Directions for this task: Each line of the records containing "marker" is to be copied out and returned.
___ Extracted material ___
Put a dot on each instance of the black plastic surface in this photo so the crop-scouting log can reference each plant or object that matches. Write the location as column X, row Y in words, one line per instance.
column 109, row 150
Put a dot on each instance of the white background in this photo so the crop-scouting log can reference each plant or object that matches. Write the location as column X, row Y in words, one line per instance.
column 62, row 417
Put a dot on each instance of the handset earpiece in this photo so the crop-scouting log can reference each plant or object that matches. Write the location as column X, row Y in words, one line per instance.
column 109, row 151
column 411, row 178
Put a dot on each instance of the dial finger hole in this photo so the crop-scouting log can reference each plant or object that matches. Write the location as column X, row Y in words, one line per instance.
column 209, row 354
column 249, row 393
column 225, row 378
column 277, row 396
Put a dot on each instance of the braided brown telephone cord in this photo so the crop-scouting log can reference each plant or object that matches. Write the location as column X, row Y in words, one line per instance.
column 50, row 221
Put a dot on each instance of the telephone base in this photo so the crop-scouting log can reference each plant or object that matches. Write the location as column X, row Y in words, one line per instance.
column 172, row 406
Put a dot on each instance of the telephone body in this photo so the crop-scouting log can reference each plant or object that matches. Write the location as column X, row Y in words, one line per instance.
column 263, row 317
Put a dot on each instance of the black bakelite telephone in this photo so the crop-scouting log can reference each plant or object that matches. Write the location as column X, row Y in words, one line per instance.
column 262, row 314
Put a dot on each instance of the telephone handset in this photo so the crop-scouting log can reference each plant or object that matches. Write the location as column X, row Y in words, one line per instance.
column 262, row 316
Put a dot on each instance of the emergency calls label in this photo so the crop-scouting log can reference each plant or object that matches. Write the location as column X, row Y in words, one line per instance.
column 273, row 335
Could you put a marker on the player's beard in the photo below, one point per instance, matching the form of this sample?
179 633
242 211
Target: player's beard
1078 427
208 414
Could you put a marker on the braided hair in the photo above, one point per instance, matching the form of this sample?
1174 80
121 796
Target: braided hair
___
Response box:
Could you put a marker on the player's beard in the photo below, one point per instance, matching the form of this sample?
Could you put a marker on the braided hair in the photo above, one point per instance, matching the form of this sample?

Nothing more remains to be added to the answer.